_Task directions_
Although the entries contain pictures, return everything else in them verbatim and omit the pictures.

_Input_

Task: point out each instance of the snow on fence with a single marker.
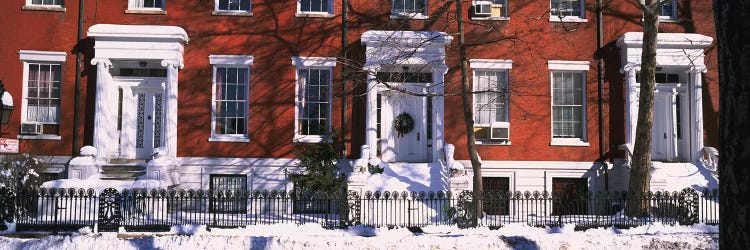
(159, 209)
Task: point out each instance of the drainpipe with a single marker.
(344, 72)
(77, 102)
(600, 83)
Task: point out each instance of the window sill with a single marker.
(412, 16)
(314, 15)
(231, 13)
(569, 143)
(43, 8)
(39, 137)
(492, 18)
(229, 139)
(310, 139)
(146, 12)
(567, 19)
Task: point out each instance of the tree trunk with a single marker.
(639, 170)
(734, 85)
(476, 165)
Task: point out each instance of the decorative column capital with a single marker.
(172, 63)
(105, 61)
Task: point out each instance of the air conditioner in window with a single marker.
(31, 128)
(482, 8)
(500, 131)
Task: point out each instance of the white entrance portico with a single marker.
(136, 89)
(405, 76)
(677, 134)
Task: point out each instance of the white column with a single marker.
(103, 113)
(438, 111)
(170, 110)
(371, 132)
(696, 113)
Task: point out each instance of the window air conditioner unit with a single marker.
(31, 128)
(500, 130)
(483, 8)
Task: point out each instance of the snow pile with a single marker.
(312, 236)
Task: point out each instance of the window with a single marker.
(409, 8)
(152, 5)
(40, 115)
(324, 7)
(233, 6)
(568, 102)
(567, 11)
(489, 9)
(491, 120)
(668, 10)
(313, 101)
(234, 193)
(230, 91)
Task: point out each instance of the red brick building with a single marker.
(228, 87)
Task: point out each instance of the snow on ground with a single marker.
(312, 236)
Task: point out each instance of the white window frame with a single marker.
(35, 56)
(556, 66)
(321, 63)
(498, 65)
(505, 14)
(240, 12)
(301, 13)
(410, 15)
(30, 5)
(571, 19)
(673, 17)
(230, 61)
(133, 5)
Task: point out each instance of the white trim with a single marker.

_Solution to this exercise_
Task: point out each instance of the snow on fence with a single marker.
(159, 209)
Task: point out each instance of the drainpipe with a single marker.
(344, 72)
(77, 102)
(600, 83)
Task: point out each instance of the window sill with a single marker.
(412, 16)
(314, 15)
(231, 13)
(569, 143)
(43, 8)
(39, 137)
(492, 18)
(229, 139)
(310, 139)
(146, 12)
(567, 19)
Task: point out each instance of the tree trunk with a single marker.
(639, 170)
(734, 85)
(476, 165)
Task: point out each instance of the decorative column capital with a single marker.
(172, 63)
(105, 61)
Task: point out each instance of the air conditioner in window with a single marker.
(31, 128)
(482, 8)
(500, 131)
Task: point out each instance of the white entrance portico with a single marker.
(136, 89)
(405, 76)
(677, 134)
Task: point out each instance of the white column with a single marker.
(103, 113)
(438, 111)
(170, 110)
(371, 132)
(696, 113)
Task: point out each instance of the window air conditioner unit with a single marker.
(31, 128)
(500, 130)
(483, 8)
Task: point out each instance of the snow pile with a single marker.
(312, 236)
Task: point out each instance of the window with a single marker.
(409, 8)
(152, 5)
(40, 115)
(324, 7)
(233, 6)
(568, 102)
(567, 11)
(489, 9)
(491, 120)
(668, 10)
(313, 101)
(234, 193)
(230, 91)
Task: point out each instance of the red brick building with a single marker.
(228, 87)
Task: point out each instance of the snow on ground with a single marker.
(312, 236)
Task: point out each instance of the white window frame with a single marker.
(35, 56)
(556, 66)
(321, 63)
(498, 65)
(505, 14)
(240, 12)
(301, 13)
(410, 15)
(30, 5)
(571, 19)
(673, 17)
(230, 61)
(133, 5)
Task: point out each instance of the white trim with a single marker.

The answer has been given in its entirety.